■ **Exercise directions**
Reproduce each row below with "whole-number pixels" swapped for "integer pixel values" and nothing else altered, omitting the pictures.

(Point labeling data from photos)
┄┄┄┄┄┄

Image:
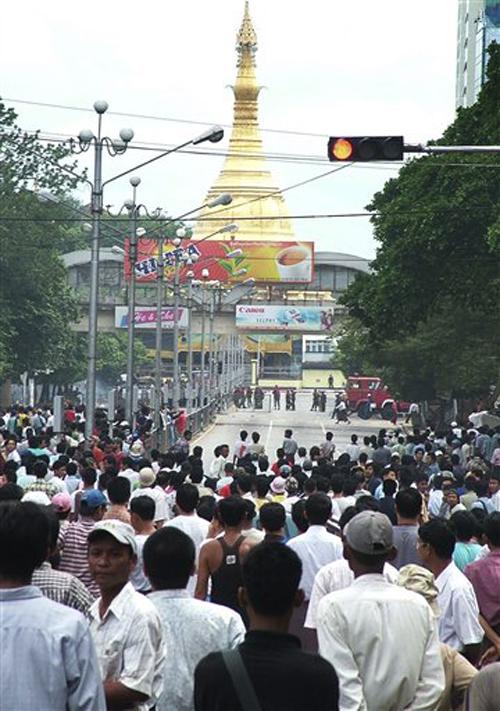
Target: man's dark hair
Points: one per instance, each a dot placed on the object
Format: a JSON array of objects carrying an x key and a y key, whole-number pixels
[
  {"x": 262, "y": 486},
  {"x": 271, "y": 576},
  {"x": 144, "y": 507},
  {"x": 24, "y": 532},
  {"x": 11, "y": 492},
  {"x": 437, "y": 534},
  {"x": 232, "y": 510},
  {"x": 54, "y": 526},
  {"x": 272, "y": 517},
  {"x": 389, "y": 487},
  {"x": 187, "y": 497},
  {"x": 408, "y": 503},
  {"x": 244, "y": 482},
  {"x": 298, "y": 516},
  {"x": 463, "y": 525},
  {"x": 40, "y": 469},
  {"x": 168, "y": 556},
  {"x": 337, "y": 482},
  {"x": 119, "y": 490},
  {"x": 318, "y": 509},
  {"x": 206, "y": 507},
  {"x": 350, "y": 485},
  {"x": 89, "y": 476},
  {"x": 491, "y": 527}
]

┄┄┄┄┄┄

■ **Task answer**
Image:
Target: man's dark hair
Points: one per instance, each a dot placed on the object
Format: a JSON array of objects carrying an x key and a y key, integer pixel values
[
  {"x": 262, "y": 486},
  {"x": 271, "y": 576},
  {"x": 144, "y": 507},
  {"x": 24, "y": 532},
  {"x": 11, "y": 492},
  {"x": 437, "y": 534},
  {"x": 232, "y": 510},
  {"x": 54, "y": 526},
  {"x": 272, "y": 517},
  {"x": 389, "y": 487},
  {"x": 187, "y": 497},
  {"x": 408, "y": 503},
  {"x": 244, "y": 482},
  {"x": 298, "y": 516},
  {"x": 463, "y": 525},
  {"x": 40, "y": 469},
  {"x": 168, "y": 556},
  {"x": 337, "y": 482},
  {"x": 119, "y": 490},
  {"x": 318, "y": 509},
  {"x": 206, "y": 507},
  {"x": 350, "y": 485},
  {"x": 89, "y": 476},
  {"x": 491, "y": 527}
]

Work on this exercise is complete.